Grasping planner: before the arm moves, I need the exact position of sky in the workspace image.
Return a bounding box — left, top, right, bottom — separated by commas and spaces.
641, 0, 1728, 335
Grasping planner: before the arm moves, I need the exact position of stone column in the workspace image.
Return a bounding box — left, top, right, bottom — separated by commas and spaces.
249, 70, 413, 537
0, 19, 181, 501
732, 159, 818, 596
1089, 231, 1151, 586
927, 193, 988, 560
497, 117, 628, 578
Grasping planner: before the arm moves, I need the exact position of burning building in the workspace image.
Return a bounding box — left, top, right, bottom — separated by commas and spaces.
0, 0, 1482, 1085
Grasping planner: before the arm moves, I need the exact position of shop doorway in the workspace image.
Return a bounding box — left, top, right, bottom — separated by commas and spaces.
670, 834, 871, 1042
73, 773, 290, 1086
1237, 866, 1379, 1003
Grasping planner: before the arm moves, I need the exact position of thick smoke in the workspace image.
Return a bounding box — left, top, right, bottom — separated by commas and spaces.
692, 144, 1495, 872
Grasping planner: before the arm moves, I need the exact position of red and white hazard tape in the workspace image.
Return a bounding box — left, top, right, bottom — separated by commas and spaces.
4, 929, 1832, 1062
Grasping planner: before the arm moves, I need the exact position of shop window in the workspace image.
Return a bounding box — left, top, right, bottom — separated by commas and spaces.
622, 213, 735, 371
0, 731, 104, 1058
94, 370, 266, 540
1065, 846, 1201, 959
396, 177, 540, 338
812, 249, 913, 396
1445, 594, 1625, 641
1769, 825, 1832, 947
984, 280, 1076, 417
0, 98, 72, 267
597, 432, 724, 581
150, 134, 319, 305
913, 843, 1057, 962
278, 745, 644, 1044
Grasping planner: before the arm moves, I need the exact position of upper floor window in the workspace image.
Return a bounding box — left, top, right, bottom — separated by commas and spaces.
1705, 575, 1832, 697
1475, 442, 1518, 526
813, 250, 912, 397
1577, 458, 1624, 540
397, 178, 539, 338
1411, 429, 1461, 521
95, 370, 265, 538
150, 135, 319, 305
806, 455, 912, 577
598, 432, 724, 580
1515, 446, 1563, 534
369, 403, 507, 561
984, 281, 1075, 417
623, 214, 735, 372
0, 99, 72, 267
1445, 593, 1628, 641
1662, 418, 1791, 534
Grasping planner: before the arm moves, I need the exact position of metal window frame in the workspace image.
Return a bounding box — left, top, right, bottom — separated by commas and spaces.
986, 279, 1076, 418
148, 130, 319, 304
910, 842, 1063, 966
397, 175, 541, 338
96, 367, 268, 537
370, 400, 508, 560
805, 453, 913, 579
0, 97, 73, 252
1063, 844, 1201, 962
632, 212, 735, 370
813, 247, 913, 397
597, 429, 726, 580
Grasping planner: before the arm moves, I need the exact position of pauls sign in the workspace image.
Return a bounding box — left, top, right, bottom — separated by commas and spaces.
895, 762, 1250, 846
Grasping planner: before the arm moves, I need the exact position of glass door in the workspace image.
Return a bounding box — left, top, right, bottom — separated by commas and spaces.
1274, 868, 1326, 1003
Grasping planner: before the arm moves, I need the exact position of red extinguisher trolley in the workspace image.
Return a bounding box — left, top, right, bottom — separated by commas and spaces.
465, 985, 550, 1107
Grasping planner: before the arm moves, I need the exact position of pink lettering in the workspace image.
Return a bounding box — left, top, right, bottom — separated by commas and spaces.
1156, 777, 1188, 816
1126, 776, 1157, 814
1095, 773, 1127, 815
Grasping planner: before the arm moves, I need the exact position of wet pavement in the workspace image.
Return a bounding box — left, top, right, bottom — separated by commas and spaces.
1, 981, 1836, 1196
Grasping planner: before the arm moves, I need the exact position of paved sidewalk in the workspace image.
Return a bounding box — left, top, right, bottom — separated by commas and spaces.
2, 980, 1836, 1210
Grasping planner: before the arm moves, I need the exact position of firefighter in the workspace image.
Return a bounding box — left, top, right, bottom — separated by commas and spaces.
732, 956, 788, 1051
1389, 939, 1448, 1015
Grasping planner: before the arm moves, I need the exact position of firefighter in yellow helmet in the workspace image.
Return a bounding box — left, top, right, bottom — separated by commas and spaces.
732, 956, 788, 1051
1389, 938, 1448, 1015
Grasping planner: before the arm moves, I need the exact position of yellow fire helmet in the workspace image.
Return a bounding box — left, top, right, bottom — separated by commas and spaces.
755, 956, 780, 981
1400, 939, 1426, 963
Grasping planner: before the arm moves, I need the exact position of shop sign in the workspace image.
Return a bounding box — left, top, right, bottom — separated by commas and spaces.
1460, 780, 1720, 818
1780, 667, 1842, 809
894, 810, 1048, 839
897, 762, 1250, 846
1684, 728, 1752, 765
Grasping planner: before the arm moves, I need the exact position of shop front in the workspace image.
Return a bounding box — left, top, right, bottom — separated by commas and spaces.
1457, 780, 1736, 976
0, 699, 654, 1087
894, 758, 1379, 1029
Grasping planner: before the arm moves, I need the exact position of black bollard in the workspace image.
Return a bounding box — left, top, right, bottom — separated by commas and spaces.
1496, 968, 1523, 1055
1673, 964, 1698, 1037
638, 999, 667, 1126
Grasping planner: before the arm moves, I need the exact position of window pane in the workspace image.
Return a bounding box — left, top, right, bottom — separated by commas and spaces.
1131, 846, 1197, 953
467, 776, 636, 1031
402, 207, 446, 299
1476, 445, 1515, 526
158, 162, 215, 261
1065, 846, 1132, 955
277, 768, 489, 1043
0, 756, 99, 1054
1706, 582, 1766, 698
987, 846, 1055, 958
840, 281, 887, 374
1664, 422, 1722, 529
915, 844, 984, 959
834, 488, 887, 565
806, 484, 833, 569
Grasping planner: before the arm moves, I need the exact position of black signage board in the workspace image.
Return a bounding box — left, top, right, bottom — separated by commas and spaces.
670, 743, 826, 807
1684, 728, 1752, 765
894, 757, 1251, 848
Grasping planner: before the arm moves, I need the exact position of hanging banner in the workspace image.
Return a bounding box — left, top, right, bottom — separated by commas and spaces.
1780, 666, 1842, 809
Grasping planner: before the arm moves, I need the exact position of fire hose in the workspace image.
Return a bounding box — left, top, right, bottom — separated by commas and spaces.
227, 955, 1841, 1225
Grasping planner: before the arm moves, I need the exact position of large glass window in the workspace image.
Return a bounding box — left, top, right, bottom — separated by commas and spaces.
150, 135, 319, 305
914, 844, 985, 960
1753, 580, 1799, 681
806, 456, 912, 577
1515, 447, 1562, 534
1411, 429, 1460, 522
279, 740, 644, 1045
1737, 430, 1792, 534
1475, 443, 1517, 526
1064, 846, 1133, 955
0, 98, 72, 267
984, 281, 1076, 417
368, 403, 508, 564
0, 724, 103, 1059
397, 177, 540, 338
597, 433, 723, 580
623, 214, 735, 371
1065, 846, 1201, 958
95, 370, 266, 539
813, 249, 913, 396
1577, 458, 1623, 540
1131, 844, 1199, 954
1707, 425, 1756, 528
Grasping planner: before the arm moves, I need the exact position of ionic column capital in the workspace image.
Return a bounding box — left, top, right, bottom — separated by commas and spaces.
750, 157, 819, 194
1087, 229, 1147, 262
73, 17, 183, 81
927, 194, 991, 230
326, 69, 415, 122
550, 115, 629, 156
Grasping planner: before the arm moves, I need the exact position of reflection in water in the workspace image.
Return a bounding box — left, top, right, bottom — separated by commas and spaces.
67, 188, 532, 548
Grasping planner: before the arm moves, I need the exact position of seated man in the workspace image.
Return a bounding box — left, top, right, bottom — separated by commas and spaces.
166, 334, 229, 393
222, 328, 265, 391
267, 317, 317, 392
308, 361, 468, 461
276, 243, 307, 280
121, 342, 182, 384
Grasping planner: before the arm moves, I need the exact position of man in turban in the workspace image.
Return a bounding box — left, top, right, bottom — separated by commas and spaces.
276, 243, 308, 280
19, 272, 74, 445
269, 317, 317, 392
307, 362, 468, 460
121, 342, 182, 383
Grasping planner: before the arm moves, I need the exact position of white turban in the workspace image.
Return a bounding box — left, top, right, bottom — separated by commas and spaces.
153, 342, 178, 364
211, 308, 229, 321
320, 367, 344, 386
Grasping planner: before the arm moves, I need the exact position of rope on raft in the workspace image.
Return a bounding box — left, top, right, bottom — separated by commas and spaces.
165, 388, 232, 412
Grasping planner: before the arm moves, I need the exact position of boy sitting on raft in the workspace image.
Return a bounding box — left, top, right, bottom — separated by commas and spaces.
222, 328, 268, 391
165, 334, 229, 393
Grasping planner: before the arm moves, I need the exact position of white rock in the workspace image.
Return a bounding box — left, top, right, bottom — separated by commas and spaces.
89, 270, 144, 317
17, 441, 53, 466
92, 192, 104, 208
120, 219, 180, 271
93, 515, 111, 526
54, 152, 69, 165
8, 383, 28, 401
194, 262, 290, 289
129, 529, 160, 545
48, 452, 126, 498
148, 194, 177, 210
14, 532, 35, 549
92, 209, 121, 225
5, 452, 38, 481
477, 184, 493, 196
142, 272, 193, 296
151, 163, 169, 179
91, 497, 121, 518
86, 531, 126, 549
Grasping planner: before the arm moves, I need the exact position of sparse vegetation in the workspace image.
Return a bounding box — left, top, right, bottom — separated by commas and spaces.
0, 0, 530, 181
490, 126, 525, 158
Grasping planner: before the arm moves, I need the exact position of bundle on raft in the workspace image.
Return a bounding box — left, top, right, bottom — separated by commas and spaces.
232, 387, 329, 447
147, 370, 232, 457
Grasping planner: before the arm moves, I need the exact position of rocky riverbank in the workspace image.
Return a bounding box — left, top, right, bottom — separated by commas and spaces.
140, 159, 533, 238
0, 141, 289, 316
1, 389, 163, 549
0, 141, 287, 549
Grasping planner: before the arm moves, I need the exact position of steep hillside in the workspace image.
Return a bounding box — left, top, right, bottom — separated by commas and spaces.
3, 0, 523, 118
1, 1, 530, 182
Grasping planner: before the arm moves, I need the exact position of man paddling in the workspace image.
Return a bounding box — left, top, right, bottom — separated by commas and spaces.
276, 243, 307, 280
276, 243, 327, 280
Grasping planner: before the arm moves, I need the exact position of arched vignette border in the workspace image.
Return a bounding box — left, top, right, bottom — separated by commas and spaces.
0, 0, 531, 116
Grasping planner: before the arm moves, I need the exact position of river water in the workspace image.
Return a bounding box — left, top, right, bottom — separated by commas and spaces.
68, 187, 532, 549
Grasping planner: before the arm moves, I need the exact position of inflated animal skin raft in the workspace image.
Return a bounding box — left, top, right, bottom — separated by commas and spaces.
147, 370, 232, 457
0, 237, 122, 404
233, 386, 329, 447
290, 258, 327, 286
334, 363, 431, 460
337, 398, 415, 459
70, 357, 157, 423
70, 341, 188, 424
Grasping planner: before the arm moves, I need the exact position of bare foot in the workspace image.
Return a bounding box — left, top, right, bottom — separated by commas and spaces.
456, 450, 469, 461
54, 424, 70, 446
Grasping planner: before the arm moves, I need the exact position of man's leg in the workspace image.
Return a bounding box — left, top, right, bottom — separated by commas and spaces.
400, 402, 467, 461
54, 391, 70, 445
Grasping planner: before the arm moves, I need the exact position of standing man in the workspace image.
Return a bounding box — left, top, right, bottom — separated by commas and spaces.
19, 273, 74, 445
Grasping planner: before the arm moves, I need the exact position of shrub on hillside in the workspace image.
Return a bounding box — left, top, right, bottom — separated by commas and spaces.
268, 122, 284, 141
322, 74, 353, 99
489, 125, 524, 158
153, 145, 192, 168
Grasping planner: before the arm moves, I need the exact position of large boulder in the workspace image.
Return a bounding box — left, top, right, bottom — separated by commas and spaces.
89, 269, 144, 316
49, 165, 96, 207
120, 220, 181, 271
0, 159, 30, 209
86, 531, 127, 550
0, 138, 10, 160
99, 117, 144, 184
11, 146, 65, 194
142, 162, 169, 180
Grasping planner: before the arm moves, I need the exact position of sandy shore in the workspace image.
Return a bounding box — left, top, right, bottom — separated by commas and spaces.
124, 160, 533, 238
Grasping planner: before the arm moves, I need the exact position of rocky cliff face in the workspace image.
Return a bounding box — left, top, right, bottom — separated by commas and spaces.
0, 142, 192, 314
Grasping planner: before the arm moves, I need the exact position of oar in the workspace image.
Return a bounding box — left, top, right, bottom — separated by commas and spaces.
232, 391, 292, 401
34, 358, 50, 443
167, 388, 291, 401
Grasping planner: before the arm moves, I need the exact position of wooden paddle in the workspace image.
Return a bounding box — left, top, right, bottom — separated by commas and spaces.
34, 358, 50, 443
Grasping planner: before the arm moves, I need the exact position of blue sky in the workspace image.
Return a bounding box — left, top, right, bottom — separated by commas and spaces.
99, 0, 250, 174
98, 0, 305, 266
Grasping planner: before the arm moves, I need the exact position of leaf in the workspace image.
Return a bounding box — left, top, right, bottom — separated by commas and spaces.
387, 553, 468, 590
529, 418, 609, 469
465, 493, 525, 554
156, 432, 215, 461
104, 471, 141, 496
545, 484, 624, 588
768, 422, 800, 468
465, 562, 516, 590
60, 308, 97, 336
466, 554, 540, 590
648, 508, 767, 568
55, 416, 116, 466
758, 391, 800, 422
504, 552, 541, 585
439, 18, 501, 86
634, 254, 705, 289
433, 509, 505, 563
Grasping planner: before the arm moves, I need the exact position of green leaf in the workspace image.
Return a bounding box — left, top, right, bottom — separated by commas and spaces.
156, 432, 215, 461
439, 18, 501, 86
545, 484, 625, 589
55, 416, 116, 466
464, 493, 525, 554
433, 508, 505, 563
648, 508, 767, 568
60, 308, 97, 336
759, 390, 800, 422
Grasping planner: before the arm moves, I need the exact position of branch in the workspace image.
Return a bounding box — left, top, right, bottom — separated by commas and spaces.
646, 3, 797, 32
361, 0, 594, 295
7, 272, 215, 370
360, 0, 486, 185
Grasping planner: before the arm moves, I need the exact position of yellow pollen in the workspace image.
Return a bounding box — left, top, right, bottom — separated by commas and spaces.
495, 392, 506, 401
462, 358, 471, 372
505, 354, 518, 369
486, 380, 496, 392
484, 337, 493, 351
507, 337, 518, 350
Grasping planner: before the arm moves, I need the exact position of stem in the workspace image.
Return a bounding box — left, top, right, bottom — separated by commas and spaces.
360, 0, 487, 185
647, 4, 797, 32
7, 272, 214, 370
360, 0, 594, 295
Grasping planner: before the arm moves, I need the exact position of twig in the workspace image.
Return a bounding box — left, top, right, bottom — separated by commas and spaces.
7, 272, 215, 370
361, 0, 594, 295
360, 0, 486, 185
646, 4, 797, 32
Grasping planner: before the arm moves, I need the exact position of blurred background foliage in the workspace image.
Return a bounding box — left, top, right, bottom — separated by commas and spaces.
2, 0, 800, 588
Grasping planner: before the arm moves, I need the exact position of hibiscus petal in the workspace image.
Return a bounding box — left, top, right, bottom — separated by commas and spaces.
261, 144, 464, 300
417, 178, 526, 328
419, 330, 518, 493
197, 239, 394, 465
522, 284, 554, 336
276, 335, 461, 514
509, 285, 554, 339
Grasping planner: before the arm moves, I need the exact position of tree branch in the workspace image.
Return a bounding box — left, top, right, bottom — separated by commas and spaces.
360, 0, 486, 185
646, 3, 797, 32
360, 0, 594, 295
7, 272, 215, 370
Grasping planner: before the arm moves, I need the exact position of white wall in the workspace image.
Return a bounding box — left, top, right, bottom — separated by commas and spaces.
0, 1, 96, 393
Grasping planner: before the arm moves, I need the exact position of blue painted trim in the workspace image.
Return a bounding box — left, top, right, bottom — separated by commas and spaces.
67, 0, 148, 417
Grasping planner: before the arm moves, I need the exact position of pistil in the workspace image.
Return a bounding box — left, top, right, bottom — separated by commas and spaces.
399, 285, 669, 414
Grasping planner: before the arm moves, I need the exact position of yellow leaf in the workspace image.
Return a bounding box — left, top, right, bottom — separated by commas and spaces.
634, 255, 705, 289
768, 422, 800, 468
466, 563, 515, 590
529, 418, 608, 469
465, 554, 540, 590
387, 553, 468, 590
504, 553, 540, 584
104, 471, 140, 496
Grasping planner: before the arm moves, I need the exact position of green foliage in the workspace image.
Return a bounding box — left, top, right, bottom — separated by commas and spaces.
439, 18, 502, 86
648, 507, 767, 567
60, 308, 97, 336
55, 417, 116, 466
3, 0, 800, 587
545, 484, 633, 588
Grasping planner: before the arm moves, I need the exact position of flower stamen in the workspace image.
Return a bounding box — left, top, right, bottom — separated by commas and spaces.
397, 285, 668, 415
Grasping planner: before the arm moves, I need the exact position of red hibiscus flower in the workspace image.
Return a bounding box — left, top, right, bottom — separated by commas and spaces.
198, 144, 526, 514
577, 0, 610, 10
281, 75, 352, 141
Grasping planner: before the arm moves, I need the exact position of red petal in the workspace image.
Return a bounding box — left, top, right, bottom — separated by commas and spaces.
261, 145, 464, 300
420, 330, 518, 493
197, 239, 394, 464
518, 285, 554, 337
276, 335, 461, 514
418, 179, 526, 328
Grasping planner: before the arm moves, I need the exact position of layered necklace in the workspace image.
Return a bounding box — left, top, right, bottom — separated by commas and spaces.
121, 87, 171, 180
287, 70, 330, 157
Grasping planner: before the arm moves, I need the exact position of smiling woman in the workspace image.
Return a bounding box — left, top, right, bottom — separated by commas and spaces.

• • • • •

• _EXERCISE GOAL_:
Your task is to restate, word for word, only those lines above that fall between the line holding "board in the workspace image." and the line holding "glass window in the workspace image.", inclusive.

• _SOLVED PROBLEM_:
Grasping planner: before the arm moves, I need the exact position of black signage board in the workspace image.
Return a bounding box — left, top, right, bottom — separated by commas and spaces.
670, 743, 826, 807
1684, 728, 1752, 765
894, 757, 1251, 848
Grasping planner: before the arm moves, I need the exact position of hanging banner in the workspace image.
Return a bounding box — left, top, right, bottom — separated by commas and spaces.
1780, 666, 1842, 809
Grasping planner: before the arm moves, I need the exact position of fire hose in the workspace image.
Return a bounding box — left, top, right, bottom — separated by commas and spaces.
227, 955, 1841, 1225
Grasping planner: before the arm moves, I need the exact position of large glass window in the workspace image.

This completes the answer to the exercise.